● PROMPT A
What date and time does the email thread give for Dan Cross's message?
■ ■ ■ ■
I think people are bike shedding this so I'm gonna let it go.  What 
worked for me might not work for you, so be it.  You guys have fun.

On Wed, Jan 04, 2023 at 10:42:03AM -0500, Dan Cross wrote:
> On Tue, Jan 3, 2023 at 10:06 PM Larry McVoy <lm@mcvoy.com> wrote:
> > Bakul gets it.  "Entirely by you" does not mean "go get some sand
> > because you need to make some silicon ..."
> >
> > "Entirely by you" means given a set of tools, show me what you did.
> > Just you.  Not your team, just you.
> 
> Hmm. I've worked on projects where all code had to be reviewed prior
> to submission into a shared repository (though there was a carve-out
> for a little experimental area). In that context, how does one define
> "just you"?
> 
> > It's not an arbitrary question, Warner, it's giving people have done
> > it a chance to say so.  And weeding out the people who haven't.
> >
> > Which is not a great way to sort people in general, it was a great
> > way to sort people for my 12 person company.  We needed people who
> > could do that, we were too small for people who couldn't.
■ ■ ■ ■
● PROMPT B
Please reproduce the records word for word, beginning with the line that contains "of the sequined" and continuing through the last line of the records.
■ ■ ■ ■
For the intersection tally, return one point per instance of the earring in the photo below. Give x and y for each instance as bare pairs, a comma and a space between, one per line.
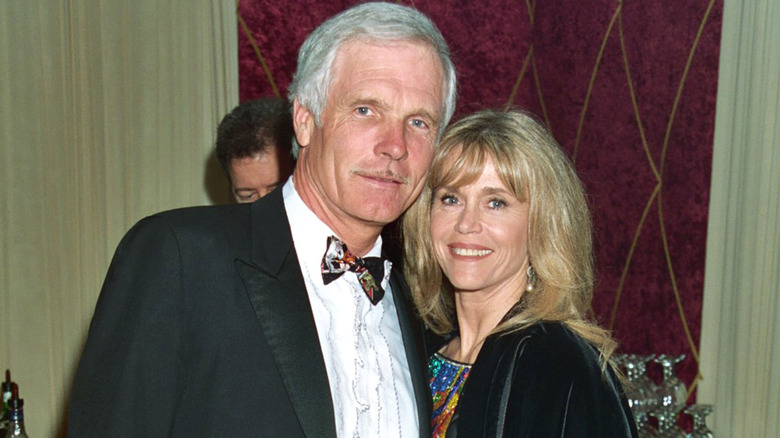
531, 279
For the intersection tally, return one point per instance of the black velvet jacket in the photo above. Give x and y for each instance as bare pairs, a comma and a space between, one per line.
543, 381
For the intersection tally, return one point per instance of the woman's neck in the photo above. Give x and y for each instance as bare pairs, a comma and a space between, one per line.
477, 316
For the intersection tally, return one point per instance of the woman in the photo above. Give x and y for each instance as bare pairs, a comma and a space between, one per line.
498, 256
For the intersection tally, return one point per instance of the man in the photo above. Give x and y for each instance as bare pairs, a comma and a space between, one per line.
253, 147
220, 321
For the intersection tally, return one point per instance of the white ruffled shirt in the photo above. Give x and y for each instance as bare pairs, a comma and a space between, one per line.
364, 354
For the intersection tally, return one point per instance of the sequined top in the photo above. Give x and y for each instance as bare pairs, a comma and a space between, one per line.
446, 379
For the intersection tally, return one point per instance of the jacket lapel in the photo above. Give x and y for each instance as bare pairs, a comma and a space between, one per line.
■ ■ ■ ■
● TASK RESPONSE A
Wednesday, January 4, 2023, at 10:42:03 AM -0500.

● TASK RESPONSE B
For the intersection tally, return one point per instance of the sequined top in the photo above. Give x and y for each instance as bare pairs, a comma and a space between, one per line.
446, 379
For the intersection tally, return one point per instance of the jacket lapel in the photo above. Give x and y for each instance as bare pairs, a comma and a space between, one per line.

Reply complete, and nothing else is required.